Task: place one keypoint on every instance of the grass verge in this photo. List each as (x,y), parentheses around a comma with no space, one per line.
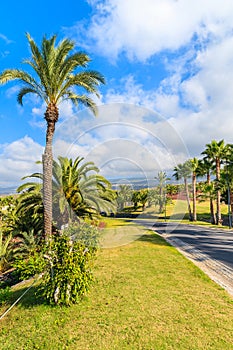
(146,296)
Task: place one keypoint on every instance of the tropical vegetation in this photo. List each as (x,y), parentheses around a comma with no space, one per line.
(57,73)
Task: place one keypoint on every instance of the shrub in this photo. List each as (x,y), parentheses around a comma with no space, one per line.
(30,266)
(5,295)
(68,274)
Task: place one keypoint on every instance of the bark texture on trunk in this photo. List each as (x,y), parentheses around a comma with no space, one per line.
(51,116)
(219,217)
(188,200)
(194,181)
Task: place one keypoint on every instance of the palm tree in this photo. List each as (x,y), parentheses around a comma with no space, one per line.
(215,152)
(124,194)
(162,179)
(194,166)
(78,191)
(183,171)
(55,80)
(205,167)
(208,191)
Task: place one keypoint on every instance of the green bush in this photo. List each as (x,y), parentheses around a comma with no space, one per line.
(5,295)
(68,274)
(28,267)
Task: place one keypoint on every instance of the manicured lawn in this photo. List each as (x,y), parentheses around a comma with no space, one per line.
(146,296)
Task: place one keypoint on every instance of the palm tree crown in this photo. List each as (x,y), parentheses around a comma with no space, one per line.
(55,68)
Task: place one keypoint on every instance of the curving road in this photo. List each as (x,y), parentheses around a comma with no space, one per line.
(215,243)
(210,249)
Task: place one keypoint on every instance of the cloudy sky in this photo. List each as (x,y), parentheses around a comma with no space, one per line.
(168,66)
==
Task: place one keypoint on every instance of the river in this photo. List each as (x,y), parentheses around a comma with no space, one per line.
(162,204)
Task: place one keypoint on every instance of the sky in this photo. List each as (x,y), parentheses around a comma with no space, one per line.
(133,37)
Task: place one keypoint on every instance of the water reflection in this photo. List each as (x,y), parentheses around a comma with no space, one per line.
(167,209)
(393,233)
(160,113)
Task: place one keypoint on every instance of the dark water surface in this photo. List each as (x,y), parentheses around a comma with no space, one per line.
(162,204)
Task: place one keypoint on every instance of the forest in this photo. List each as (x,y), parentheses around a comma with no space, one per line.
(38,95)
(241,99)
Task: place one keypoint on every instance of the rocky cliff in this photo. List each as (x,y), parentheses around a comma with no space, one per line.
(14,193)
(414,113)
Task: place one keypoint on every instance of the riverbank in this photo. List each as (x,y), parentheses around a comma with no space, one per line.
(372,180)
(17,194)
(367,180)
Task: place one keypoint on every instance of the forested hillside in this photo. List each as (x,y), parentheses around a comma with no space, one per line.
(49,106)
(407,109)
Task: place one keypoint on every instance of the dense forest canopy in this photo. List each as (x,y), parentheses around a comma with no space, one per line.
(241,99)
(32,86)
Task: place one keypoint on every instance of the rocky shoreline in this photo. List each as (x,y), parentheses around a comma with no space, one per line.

GOAL
Please pick out each line in the listing above that contains the word "water" and copy those lines unchanged.

RESULT FOR THIS TASK
Task: place one keypoint on every instance of the water reflection in this photo. List each as (x,y), parentheses around a comma with no space, one per line.
Task: place one keypoint on every instance of the dark water surface in this photo. List each as (x,y), parentheses around a comma with no space, one per line.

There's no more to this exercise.